Segment Start: THE DATA
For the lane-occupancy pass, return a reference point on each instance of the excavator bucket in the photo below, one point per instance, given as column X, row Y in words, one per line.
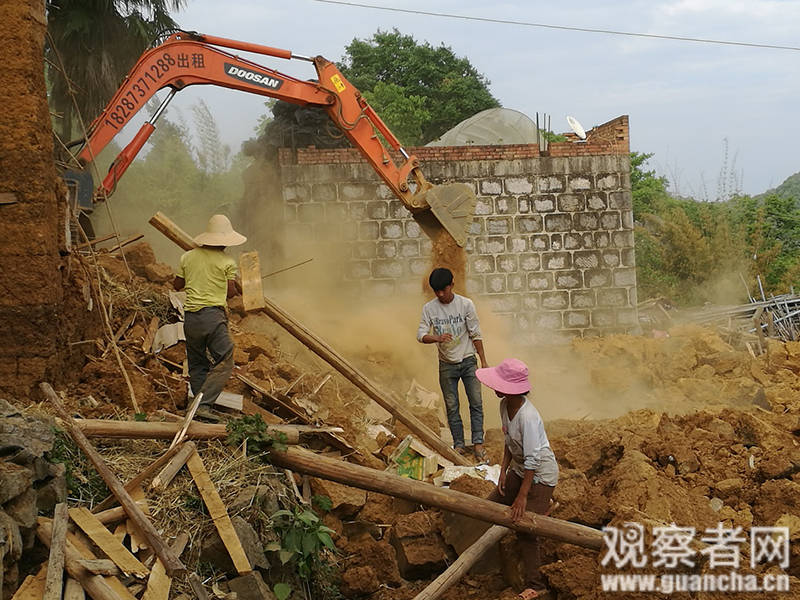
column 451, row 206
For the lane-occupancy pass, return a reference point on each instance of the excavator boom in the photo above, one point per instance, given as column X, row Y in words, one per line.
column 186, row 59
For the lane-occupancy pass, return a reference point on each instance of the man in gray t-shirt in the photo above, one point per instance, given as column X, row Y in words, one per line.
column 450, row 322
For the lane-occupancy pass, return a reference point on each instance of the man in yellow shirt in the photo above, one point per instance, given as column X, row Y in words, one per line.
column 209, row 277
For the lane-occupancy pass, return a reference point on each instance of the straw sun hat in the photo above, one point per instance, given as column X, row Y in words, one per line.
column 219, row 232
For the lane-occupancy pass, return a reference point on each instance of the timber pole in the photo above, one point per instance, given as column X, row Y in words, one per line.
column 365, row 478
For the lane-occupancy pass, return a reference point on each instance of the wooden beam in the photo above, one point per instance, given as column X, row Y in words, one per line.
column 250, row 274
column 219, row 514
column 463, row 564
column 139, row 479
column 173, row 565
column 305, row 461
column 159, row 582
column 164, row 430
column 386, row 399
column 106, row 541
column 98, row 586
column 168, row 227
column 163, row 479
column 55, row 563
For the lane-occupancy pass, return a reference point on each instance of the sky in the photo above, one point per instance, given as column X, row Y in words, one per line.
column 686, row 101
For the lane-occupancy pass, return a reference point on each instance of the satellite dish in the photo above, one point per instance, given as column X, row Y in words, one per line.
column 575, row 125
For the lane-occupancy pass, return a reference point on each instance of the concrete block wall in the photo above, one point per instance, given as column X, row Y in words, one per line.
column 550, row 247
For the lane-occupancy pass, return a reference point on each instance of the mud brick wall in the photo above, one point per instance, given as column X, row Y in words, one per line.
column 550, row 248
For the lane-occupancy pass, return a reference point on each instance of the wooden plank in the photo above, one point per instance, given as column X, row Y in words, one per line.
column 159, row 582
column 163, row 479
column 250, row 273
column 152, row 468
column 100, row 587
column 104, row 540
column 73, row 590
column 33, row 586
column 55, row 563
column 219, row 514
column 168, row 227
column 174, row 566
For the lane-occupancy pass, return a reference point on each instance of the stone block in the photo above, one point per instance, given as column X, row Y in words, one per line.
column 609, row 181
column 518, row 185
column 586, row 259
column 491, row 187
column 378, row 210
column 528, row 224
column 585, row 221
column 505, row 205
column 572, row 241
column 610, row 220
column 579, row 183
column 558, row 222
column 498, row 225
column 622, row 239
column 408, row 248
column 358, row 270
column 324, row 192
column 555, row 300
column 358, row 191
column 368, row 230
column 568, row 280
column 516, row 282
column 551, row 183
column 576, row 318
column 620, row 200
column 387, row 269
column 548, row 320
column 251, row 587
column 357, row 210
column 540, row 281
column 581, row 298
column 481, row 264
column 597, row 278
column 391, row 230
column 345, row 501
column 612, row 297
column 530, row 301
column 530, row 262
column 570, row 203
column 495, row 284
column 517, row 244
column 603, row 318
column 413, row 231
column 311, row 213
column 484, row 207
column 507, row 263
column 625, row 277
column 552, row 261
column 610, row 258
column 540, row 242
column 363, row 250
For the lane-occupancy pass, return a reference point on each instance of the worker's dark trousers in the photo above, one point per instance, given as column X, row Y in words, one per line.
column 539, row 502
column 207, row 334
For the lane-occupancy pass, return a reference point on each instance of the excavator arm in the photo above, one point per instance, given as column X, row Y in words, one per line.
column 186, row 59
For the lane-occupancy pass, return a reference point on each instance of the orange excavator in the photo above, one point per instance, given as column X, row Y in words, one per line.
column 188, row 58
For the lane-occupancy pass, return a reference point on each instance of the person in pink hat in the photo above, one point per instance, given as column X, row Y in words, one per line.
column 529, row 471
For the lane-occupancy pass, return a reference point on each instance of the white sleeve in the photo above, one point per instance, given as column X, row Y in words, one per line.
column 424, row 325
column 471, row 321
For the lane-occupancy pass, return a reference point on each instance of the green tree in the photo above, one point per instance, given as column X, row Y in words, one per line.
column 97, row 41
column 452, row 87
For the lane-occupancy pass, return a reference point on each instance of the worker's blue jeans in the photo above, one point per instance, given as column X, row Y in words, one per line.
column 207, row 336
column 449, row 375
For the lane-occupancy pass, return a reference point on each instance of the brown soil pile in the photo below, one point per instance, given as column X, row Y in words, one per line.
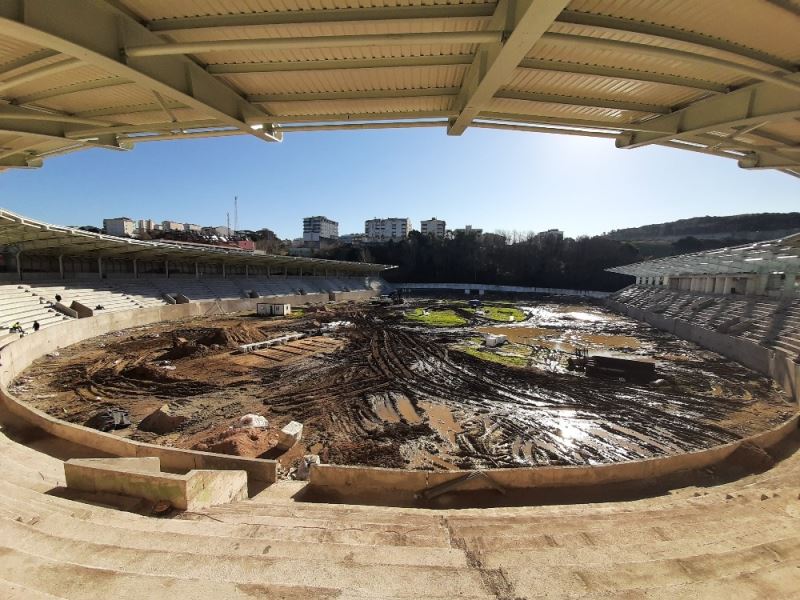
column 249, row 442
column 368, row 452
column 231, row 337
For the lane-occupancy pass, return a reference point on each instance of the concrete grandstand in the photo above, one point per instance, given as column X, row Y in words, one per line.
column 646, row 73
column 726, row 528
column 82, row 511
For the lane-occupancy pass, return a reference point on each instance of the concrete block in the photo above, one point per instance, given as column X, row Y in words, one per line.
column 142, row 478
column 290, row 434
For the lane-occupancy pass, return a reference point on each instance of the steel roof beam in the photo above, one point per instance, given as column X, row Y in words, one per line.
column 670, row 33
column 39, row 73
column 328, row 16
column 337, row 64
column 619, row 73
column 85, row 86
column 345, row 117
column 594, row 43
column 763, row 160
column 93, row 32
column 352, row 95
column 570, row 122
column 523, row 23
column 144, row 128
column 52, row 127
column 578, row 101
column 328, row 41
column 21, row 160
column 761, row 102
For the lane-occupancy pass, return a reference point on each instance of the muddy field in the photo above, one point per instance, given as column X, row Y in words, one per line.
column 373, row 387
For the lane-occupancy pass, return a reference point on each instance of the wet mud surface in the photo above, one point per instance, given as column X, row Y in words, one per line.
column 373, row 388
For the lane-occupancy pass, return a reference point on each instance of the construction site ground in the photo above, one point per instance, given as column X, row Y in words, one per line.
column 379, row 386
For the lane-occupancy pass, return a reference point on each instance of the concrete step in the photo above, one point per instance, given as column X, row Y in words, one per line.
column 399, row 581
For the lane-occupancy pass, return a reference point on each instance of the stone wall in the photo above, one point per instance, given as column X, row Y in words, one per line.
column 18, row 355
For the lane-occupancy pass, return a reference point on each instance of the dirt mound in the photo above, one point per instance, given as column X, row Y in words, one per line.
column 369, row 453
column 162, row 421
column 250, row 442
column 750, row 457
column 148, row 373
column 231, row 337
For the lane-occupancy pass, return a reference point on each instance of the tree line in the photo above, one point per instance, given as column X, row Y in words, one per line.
Segment End: THE DATA
TASK TO CARRY OUT
When you print the records above, keep them exact and leave out the pictures.

TASK ANSWER
For the lane-occupancy pass, return a reference point on each instance of the excavator bucket in the photo below, one point per instance, given as column X, row Y in words, one per line.
column 451, row 206
For the lane-occupancy pass, return a reference point on each instance of the excavator boom in the photo above, one point per instance, given as column X, row Y in words, one per line.
column 186, row 59
For the lane-occupancy pass, return a reference point on each instance of the man in gray t-shirt in the photo above, one point per instance, given as column X, row Y in words, one per line.
column 450, row 322
For the lane-occupancy pass, return a reference point on each instance of the man in yellow shirt in the photo above, one point per instance, given as column X, row Y in words, one per line.
column 209, row 277
For the lane-occupancy pass, return a reference point on each instance of the straw sun hat in the photo above, one point per instance, given as column X, row Y in words, one per line.
column 219, row 232
For the lane-occupancy pass, return a reference point on each instance of the timber pole in the photo above, one point per instance, given as column X, row Y in words, one per line.
column 365, row 478
For the lane-occupancy pass, return a reference point on each instance of the wooden beam in the photo above, one point per instance, given as column X, row Y in words, one per line.
column 250, row 274
column 219, row 514
column 463, row 564
column 139, row 479
column 173, row 565
column 305, row 461
column 159, row 582
column 164, row 430
column 386, row 399
column 106, row 541
column 98, row 586
column 168, row 227
column 163, row 479
column 55, row 563
For the lane-occupancy pass, return a reference point on each instance of the sky in the photo above, one point per instance, given as column X, row Y in words, one per line.
column 686, row 101
For the lane-occupancy pass, return a reference point on each instance of the satellite dish in the photo above, one point per instance, given as column X, row Y in words, one per line.
column 575, row 125
For the lane-occupancy pass, return a reference point on each instance of the concrete block wall in the photo above, one point per instance, given as column X, row Y in words, one per line.
column 550, row 247
For the lane-occupancy pass, return a reference point on each instance of the mud brick wall in the photo above, one point per instance, given as column X, row Y in words, one per line.
column 550, row 248
For the lane-occupancy pass, return a reference point on each instance of the wooden plank in the photo above, one point per instance, given as column X, row Y in words, one per line.
column 159, row 582
column 163, row 479
column 250, row 273
column 152, row 468
column 100, row 587
column 104, row 540
column 73, row 590
column 33, row 586
column 55, row 563
column 219, row 514
column 168, row 227
column 174, row 566
For the lane-occupancy pass, return a reference point on each instance of the stone block in the photo above, one point per instance, given as column X, row Y in words, one per line.
column 609, row 181
column 518, row 185
column 586, row 259
column 491, row 187
column 378, row 210
column 528, row 224
column 585, row 221
column 505, row 205
column 572, row 241
column 610, row 220
column 579, row 183
column 558, row 222
column 498, row 225
column 622, row 239
column 408, row 248
column 358, row 270
column 324, row 192
column 555, row 300
column 358, row 191
column 368, row 230
column 568, row 280
column 516, row 282
column 551, row 183
column 576, row 318
column 620, row 200
column 387, row 269
column 548, row 320
column 251, row 587
column 357, row 210
column 540, row 281
column 581, row 298
column 481, row 264
column 597, row 278
column 391, row 230
column 345, row 501
column 612, row 297
column 530, row 301
column 530, row 262
column 570, row 203
column 495, row 284
column 517, row 244
column 603, row 318
column 413, row 231
column 311, row 213
column 484, row 207
column 507, row 263
column 625, row 277
column 552, row 261
column 610, row 258
column 540, row 242
column 363, row 250
For the lane-occupancy pass, return a reference point on each instance of the worker's dark trousers in the photo above, one point per instance, given as column X, row Y in words, one per line.
column 539, row 502
column 207, row 334
For the lane-occupancy pass, return a reference point on each instance of the excavator arm in the photo above, one point per instance, given as column X, row Y in words, one per line.
column 186, row 59
For the lane-occupancy pass, return a reference point on each instance of the orange excavator in the photo above, one point per instance, given as column X, row Y in words, one per line.
column 188, row 58
For the lane-occupancy pass, return a reference point on each instance of the person in pink hat in the photo above, one point per instance, given as column X, row Y in words, one per line.
column 529, row 471
For the lane-occupancy pass, return a reference point on each instance of the white sleeve in the photo above, one point per instance, given as column X, row Y in words, one per line.
column 424, row 325
column 471, row 321
For the lane-occupancy pass, return a reference point on each instance of the green tree in the photo above, one point per instance, given as column X, row Y in words, one per line.
column 97, row 41
column 452, row 87
For the lane-occupancy pass, return a reference point on each instance of the worker's blue jeans in the photo above, one point per instance, given as column X, row Y in words, one per line.
column 207, row 336
column 449, row 375
For the lane-occupancy pass, return a reference point on each instance of the brown soil pile in the photo below, one point per instance, given as column X, row Y in words, one per line.
column 249, row 442
column 368, row 452
column 231, row 337
For the lane-occupancy pass, return a reference point on each instance of the concrete grandstand in the photo above, one point per instance, given as column X, row Y in words, one per line.
column 646, row 73
column 726, row 528
column 82, row 511
For the lane-occupancy pass, return a reference point on each instance of the concrete block in the photo above, one point per instance, given as column X, row Y in words, one per line.
column 142, row 478
column 290, row 434
For the lane-occupancy pass, return a reference point on each instance of the steel roof beam in the photo above, one point per instance, given as column X, row Y in words, one per line.
column 670, row 33
column 39, row 73
column 328, row 16
column 337, row 64
column 619, row 73
column 85, row 86
column 345, row 117
column 594, row 43
column 763, row 160
column 93, row 32
column 352, row 95
column 570, row 122
column 523, row 23
column 144, row 128
column 52, row 127
column 578, row 101
column 328, row 41
column 21, row 160
column 761, row 102
For the lane-occupancy pass, return a reference point on each instance of the muddy field in the photo above, one point per instance, given as column X, row Y in words, one per line.
column 373, row 387
For the lane-occupancy pass, return a reference point on each instance of the wet mud surface in the photo above, one point per instance, given as column X, row Y in words, one per line.
column 373, row 388
For the lane-occupancy pass, return a reference point on each instance of the construction site ground in the photo above, one point per instance, given as column X, row Y in words, one per line.
column 379, row 386
For the lane-occupancy pass, return a reference point on each instance of the concrete step in the photo above, one point per instance, given as column X, row Y in words, one per line.
column 399, row 581
For the lane-occupancy pass, return a reference point on each instance of the stone wall in the photo above, one point per instance, given as column X, row Y in words, one per line.
column 18, row 355
For the lane-occupancy pass, return a reference point on each instance of the dirt mound in the photo above, one point per instance, given as column X, row Y in words, one per line.
column 369, row 453
column 162, row 421
column 250, row 442
column 750, row 457
column 148, row 373
column 231, row 337
For the lane-occupancy pass, return a reference point on each instance of the tree line in the photo above, one point per instance, given as column X, row Y in words, one per line.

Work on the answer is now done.